*Text section:*
Publicly, though, Abbas condemned Israel’s policy as did much of international opinion. Consequently, many Israeli decision makers would have preferred to treat the flotilla as a one-time exception and let it pass unimpeded. But, unfortunately, international law determined that maritime blockades must either be abandoned or uniformly enforced—if necessary by military means.
I saw little benefit for Israel in the “cilantro boycott” or in secretly helping Abbas while he overtly denounced us. Denying Hamas the ability to renew its military infrastructure made more sense to me, but the political costs would skyrocket if Israel came to blows with the flotilla. Obama opposed the blockade and enjoyed very friendly relations with Erdoğan, who conformed to the Cairo speech’s ideal of an authentically Muslim, democratically elected leader. By maintaining a blockade that Obama disliked and Erdoğan detested, Israel was likely once again to lock horns with the United States.
To avert that clash, I turned to my Turkish counterpart, Namik Tan, who had previously served as Ankara’s ambassador to Israel. A warm-spirited man, he was committed to preserving his country’s connections with mine in the months before the flotilla. Namik joined me in planning events to celebrate the centuries-long friendship between Turks and Jews.
Yet no display of goodwill in Washington could slow the decline in Turkish-Israeli relations. After years of unsuccessfully appealing for acceptance into the European Union, Turkey had turned back to its Middle Eastern and Islamic roots—a strategic pivot that precluded overly friendly ties with Israel. By 2010, Turkish television was broadcasting an action series about Turkish babies kidnapped by the Mossad. Deriding Israel as “the main threat to peace in the Middle East,” Erdoğan canceled the Turkish army’s annual joint maneuvers with the IDF. From four hundred thousand, the number of Israelis annually vacationing in Turkey plummeted to near zero.

*Dataset content:*
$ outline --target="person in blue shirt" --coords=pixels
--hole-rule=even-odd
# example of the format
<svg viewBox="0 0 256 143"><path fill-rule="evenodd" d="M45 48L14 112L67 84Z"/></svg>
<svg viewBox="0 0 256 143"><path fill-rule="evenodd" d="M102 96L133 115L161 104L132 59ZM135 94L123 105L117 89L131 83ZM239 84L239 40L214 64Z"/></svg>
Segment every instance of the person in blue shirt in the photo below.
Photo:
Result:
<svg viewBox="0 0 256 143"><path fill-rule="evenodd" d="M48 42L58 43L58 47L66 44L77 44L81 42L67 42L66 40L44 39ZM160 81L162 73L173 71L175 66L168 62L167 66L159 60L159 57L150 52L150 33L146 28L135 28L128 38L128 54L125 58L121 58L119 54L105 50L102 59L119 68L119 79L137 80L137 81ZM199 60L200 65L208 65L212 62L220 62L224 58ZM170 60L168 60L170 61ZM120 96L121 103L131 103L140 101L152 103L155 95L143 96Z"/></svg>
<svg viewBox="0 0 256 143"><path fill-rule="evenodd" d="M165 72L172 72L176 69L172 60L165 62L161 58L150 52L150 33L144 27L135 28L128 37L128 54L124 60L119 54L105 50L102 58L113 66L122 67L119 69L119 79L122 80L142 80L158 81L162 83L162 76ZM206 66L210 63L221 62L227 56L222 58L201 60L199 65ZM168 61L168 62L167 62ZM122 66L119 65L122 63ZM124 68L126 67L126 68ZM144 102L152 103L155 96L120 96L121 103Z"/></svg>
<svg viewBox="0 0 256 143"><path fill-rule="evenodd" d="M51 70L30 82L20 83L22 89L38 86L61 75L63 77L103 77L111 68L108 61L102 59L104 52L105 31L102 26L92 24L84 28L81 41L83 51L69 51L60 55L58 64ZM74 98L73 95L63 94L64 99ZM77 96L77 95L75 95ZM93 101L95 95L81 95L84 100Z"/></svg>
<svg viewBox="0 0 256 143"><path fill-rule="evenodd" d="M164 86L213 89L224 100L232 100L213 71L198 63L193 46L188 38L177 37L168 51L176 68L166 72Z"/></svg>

*Goal:* Pick up the passage on the flotilla and Turkish-Israeli relations after its final sentence and continue it. The records were taken from a separate source.

*Solved problem:*
None of this kept Namik Tan and I from working together and hoping for a breakthrough. Those hopes dwindled, though, on May 22, when the Mavi Marmara rendezvoused with five smaller protest ships in Istanbul. Some 640 nautical miles away—ninety hours’ sailing time—Hamas officials in Gaza erected a holiday marquee to greet the triumphant flotilla.
Two days later, while driving home from the Brandeis commencement, I received an intriguing call from Ambassador Tan. “Could the flotilla dock in Israel’s southern port of Ashdod?” he asked. “Could representatives of the Red Crescent meet it there, take control of any humanitarian cargoes, and transfer them to Gaza?” Tan needed an answer quickly—Erdoğan was flying to Iran—and I got him one. The Israeli government agreed. Some aid packages could even be delivered to our prisoner in Gaza, Gilad Shalit. Tan sounded delighted and I felt enormously relieved. But then, within forty hours, he phoned again. Erdoğan had called off the deal, the ambassador said. The flotilla would proceed as planned.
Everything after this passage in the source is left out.